* **What is needed**:
Rewrite the material below, from the line that contains "QA pass: verify that each white baseboard" through the line that contains "QA pass: verify that each ceiling", as a Markdown table with the columns Number and Entry. Put one line per row, number the rows, and skip blank lines.

* **Information provided**:

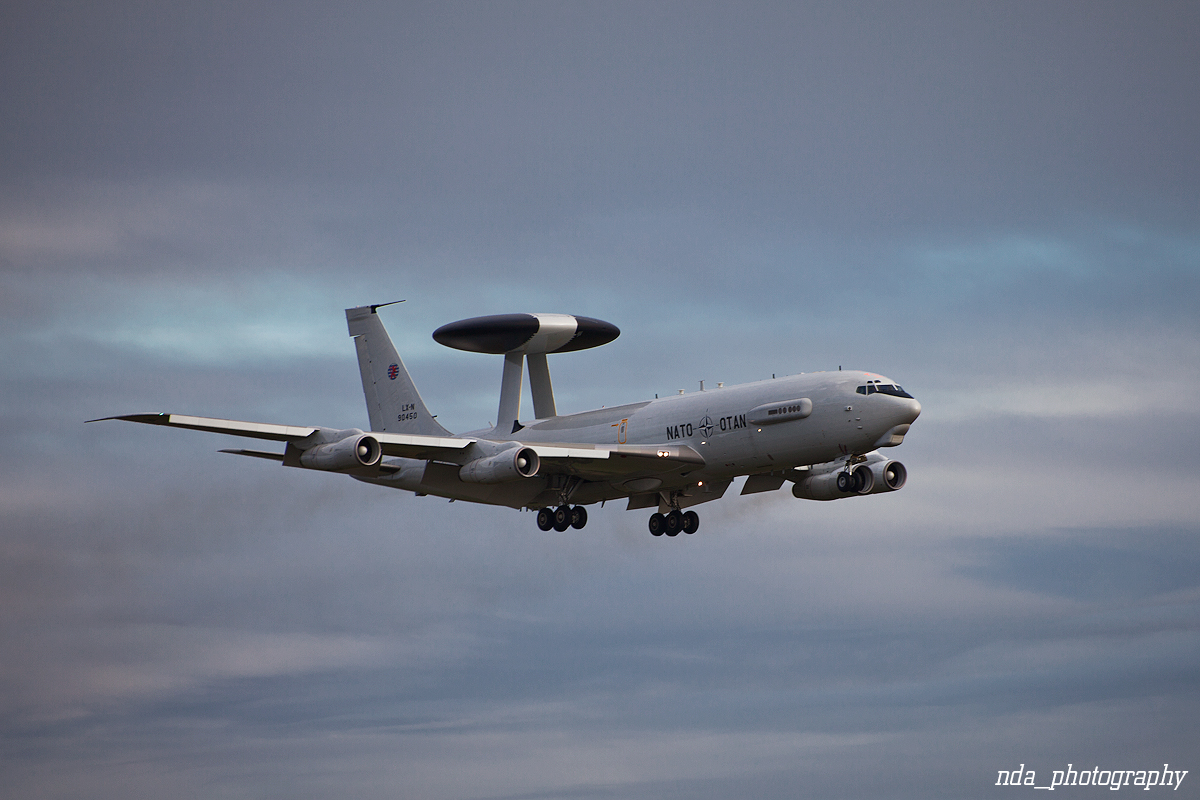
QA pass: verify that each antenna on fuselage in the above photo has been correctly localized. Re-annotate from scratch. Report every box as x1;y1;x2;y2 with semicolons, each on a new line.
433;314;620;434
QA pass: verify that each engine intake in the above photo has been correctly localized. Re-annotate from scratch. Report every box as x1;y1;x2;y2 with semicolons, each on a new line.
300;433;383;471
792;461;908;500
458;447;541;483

* * *

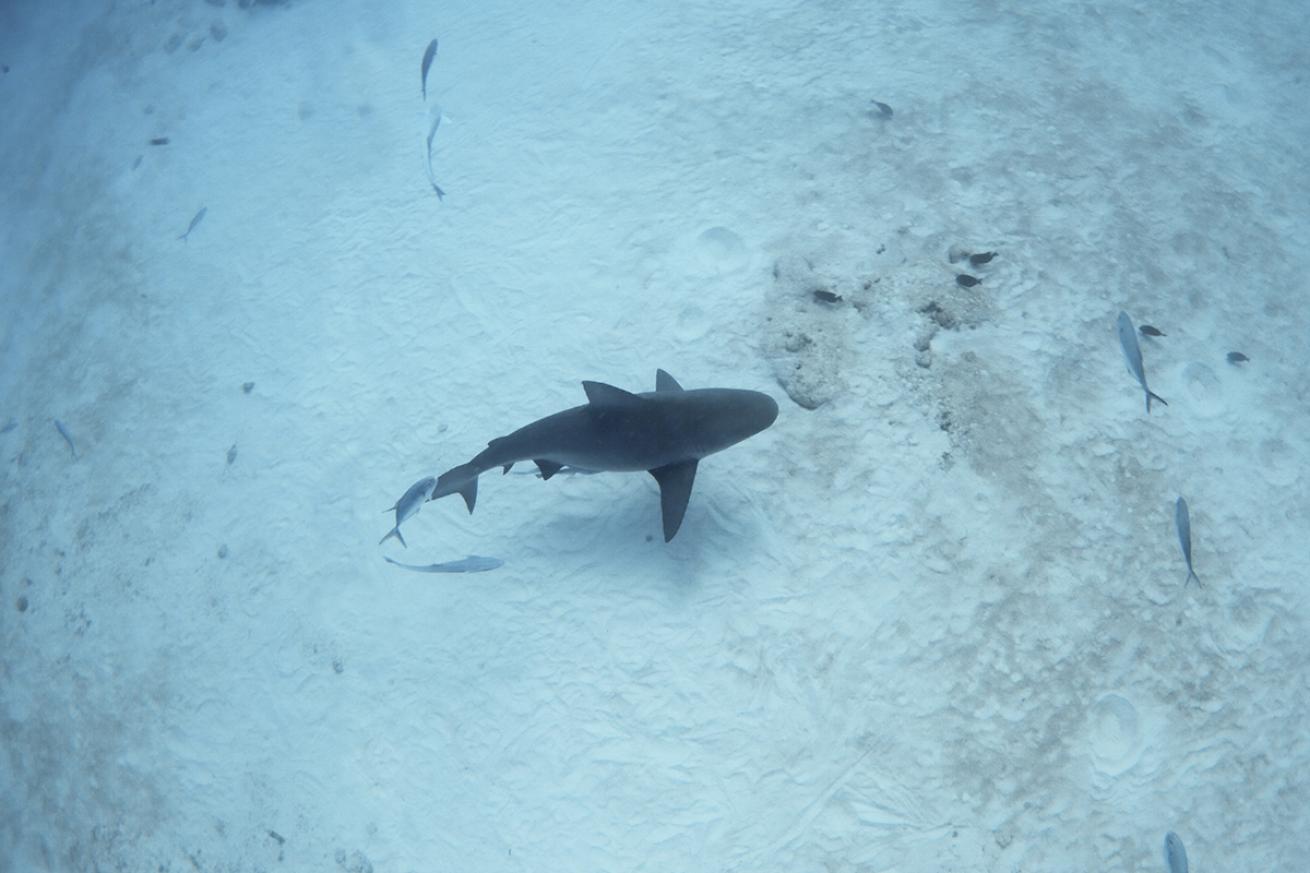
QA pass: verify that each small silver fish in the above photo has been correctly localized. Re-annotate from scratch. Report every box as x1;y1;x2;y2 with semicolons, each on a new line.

==

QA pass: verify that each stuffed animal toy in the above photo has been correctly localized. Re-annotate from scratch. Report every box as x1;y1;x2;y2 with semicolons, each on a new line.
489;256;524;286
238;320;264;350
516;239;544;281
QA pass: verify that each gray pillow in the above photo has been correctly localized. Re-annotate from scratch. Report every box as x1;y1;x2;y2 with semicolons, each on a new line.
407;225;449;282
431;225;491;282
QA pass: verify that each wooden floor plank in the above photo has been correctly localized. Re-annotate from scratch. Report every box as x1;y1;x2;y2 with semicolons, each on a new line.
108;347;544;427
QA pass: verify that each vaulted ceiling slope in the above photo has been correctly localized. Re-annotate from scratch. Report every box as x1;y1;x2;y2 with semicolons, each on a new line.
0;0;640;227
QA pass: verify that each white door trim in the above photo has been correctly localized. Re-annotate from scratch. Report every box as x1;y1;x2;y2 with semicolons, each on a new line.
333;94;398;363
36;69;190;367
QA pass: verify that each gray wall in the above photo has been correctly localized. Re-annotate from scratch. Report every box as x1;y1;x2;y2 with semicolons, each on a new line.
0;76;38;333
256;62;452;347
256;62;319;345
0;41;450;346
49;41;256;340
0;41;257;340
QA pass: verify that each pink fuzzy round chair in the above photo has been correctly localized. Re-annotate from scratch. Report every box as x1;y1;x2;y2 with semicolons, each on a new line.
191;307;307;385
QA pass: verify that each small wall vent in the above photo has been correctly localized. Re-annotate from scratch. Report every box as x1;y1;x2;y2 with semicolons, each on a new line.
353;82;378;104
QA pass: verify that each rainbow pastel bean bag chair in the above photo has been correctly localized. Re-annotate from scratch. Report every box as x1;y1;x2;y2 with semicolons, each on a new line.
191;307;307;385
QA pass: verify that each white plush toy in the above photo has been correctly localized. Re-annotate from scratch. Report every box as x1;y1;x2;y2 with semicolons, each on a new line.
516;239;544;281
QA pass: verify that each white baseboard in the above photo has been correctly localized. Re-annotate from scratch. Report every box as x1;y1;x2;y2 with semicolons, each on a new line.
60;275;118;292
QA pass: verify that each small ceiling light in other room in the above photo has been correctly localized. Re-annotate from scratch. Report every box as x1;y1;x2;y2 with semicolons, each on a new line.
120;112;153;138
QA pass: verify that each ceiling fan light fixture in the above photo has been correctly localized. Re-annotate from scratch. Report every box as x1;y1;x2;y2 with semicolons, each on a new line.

* **Response to the exercise**:
| Number | Entry |
|---|---|
| 1 | QA pass: verify that each white baseboard in the above photo has been correctly localized. Re-annotate from scratch. Report every box as x1;y1;x2;y2 with semicolons, each on a new line. |
| 2 | 60;275;118;292 |
| 3 | QA pass: verify that each small ceiling light in other room in the above photo has been correctly localized. Re-annotate from scratch. Report every box as x1;y1;x2;y2 with semicolons, each on a new line. |
| 4 | 120;112;153;138 |
| 5 | QA pass: verify that each ceiling fan light fixture in the above photo has been correctly localized. Re-annotate from scratch. Report every box as x1;y1;x2;y2 with semicolons, each on a new line. |